_WHAT IS REQUIRED_:
Transcribe word for word the lines spanning the line with "sheet. Write the coordinates, one line per instance." through the end of the records.

━━ MATERIAL TO PROCESS

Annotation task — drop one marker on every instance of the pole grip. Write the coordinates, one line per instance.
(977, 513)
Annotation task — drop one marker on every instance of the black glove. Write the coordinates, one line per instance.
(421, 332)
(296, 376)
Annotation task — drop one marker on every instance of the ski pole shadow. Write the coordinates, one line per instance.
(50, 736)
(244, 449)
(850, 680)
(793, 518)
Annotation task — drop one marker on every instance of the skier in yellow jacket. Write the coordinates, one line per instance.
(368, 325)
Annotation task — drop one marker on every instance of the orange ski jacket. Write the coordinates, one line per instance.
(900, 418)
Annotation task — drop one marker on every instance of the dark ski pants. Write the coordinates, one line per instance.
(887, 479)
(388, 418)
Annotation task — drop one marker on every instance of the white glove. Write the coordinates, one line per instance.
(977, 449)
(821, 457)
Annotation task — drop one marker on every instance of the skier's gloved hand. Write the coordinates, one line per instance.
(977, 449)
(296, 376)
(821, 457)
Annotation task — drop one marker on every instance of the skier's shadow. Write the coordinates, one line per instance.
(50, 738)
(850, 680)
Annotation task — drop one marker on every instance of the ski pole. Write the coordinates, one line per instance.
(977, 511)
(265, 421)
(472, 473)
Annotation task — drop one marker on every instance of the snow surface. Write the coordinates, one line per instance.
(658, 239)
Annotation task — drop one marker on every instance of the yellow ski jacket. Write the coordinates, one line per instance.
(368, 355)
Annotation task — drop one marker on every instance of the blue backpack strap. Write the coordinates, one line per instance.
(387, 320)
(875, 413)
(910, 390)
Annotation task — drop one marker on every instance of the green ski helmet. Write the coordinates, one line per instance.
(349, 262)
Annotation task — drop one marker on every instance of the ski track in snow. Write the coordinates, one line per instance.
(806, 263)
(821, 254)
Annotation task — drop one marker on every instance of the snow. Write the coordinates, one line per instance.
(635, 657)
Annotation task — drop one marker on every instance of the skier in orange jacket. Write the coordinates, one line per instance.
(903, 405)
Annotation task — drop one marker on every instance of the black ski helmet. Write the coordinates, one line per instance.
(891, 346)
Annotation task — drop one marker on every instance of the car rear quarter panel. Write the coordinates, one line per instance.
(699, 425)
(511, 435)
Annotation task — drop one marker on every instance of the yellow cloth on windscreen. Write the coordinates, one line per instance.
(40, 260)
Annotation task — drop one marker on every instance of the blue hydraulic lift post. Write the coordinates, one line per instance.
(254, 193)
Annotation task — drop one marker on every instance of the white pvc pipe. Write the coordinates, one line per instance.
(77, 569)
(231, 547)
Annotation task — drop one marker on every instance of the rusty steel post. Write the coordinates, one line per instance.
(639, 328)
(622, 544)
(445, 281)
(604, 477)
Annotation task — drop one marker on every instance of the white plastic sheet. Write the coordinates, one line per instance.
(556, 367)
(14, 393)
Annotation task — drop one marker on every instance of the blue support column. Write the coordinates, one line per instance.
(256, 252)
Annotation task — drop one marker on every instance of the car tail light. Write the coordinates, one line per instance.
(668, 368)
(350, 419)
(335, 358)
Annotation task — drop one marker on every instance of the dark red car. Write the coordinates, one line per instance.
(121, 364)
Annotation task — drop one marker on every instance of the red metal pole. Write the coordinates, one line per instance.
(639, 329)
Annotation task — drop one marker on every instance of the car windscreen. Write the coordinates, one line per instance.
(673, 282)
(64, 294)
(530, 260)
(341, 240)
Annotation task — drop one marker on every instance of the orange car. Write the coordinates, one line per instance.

━━━━

_THE OUTPUT_:
Annotation task — drop one marker on every instance of the white plastic sheet. Write the coordinates, one line per instance.
(556, 367)
(14, 393)
Annotation task — drop one marker on every instance of the blue support column. Write the coordinates, one line per instance.
(256, 252)
Annotation task — drop one marker on every instance of the car tail light. Write the coordinates, one line per instance.
(668, 368)
(350, 419)
(335, 358)
Annotation task — drop one marker on every instance of the dark red car. Write the coordinates, one line per instance.
(121, 364)
Annotation task — drop one marker on every instance of the red metal pole. Write the coordinates, one line per instance.
(639, 329)
Annotation task — drop one marker on every instance of the car windscreen. Write the coordinates, one line per instance.
(673, 282)
(64, 294)
(530, 260)
(341, 240)
Annotation task — drop one marker on every instance of the orange car. Write the coordinates, one line per instance.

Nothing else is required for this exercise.